**Source**
■ ■ ■ ■

= Yacht Club Boys =

Quartet of American comic singers

The Yacht Club Boys were a quartet of American comic singers, popular in the 1920s and 1930s. The best-known set of Yacht Club Boys consisted of Charlie Adler, George Kelly, Jimmie Kern, and Billy Mann. They made recordings from the 1920s and appeared as a specialty act in several feature films and short subjects of the 1930s. The Yacht Club Boys' screen career and on-screen behavior paralleled those of The Ritz Brothers, a musical-comedy trio doing the same type of musical burlesques.

Charlie Adler, son of a New York tailor, broke into show business in 1919 as a singer (alongside future stars Jimmy Durante and Vincent Lopez) in a Coney Island beer parlor, and spent the next 12 years on stage in America and Europe. George Kelly was a dancer, singer, and comedian in eastern cabarets. Jimmie Kern spent six years studying law at Fordham University and another two years practicing law. Billy Mann worked in vaudeville and worked with Sophie Tucker in the Ziegfeld Follies. The four men joined forces in 1931 and worked steadily through 1939.

==Early years==
The Yacht Club Boys began in 1926 as a "smart set" nightclub act: Chick Endor (born Charles Knapton, Jr., lead vocalist and guitarist), George Walsh (piano), Tommy Purcell (violin), and Billy Mann (comedian). They earned high billing and high salaries almost immediately, and embarked on a European tour within their first year. Varietys Sime Silverman explained how they went so far so fast: "Society took to the young men when they were at the Yacht Club [nightclub], since padlocked. While they didn't get so much coin as at the Yacht Club, they did build up quite a following from the social set. That following is with them now. They come to the cabaret to see and hear the boys and they engage the boys for their private affairs. As the cabaret work does not start before 11:30, it gives the young men plenty of time during the evening to waste a few $300 hours [equivalent to an hourly rate of $5,200 today]. It's a new wrinkle, charging for private entertaining by the hour." The team specialized in comic novelty numbers, such as "How Could Little Red Riding Hood Have Been So Very Good, and Still Kept the Wolf from the Door?" The group signed a two-year contract with Brunswick Records in July 1926.

■ ■ ■ ■

**Material provided**

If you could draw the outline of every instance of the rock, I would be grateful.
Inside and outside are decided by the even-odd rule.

■ ■ ■ ■

**Written task A**
Reproduce the stretch of the Yacht Club Boys article from "The Yacht Club Boys were" through "of musical burlesques.".
**Written task B**
Extend the Yacht Club Boys article past its final sentence.

**Output A**
The Yacht Club Boys were a quartet of American comic singers, popular in the 1920s and 1930s. The best-known set of Yacht Club Boys consisted of Charlie Adler, George Kelly, Jimmie Kern, and Billy Mann. They made recordings from the 1920s and appeared as a specialty act in several feature films and short subjects of the 1930s. The Yacht Club Boys' screen career and on-screen behavior paralleled those of The Ritz Brothers, a musical-comedy trio doing the same type of musical burlesques.

**Output B**
In 1929 Jimmie Kern -- after closing his legal practice -- replaced Tommy Purcell, who had retired from show business: "Purcell is worth $1,000,000 [$18,000,000 today] through wise investments and the inheritance of two Chicago apartment houses," according to Variety. The act became "collegiate" with the group now dressed in varsity-styled sweaters and slacks, and singing novelty tunes in breezy fashion ("I'm Wild About Horns on an Automobile", "Nasty Nancy, the Meanest Gal in Town"). This foursome appeared in musical short subjects for Vitaphone and for Paramount Pictures in 1929–30. Endor and Walsh each had marital problems resulting in financial troubles and heavy alimony penalties for at least two years, and withdrew from the act in June 1930. By this time Billy Mann had become the leader behind the scenes, handling all the business details for the group. Endor returned six months later so the group could accept a lucrative private engagement hosted by American sportsman Victor Emanuel (for which the group received $6,800 -- about $130,000 in 2025 dollars), and songwriter-pianist Sammy Fain sat in for the absent George Walsh. Endor left the group again in early 1931, never to return. He was still plagued with marital troubles; Variety headlined "Endor Still in Coop over Alimony Jam." He died in 1941.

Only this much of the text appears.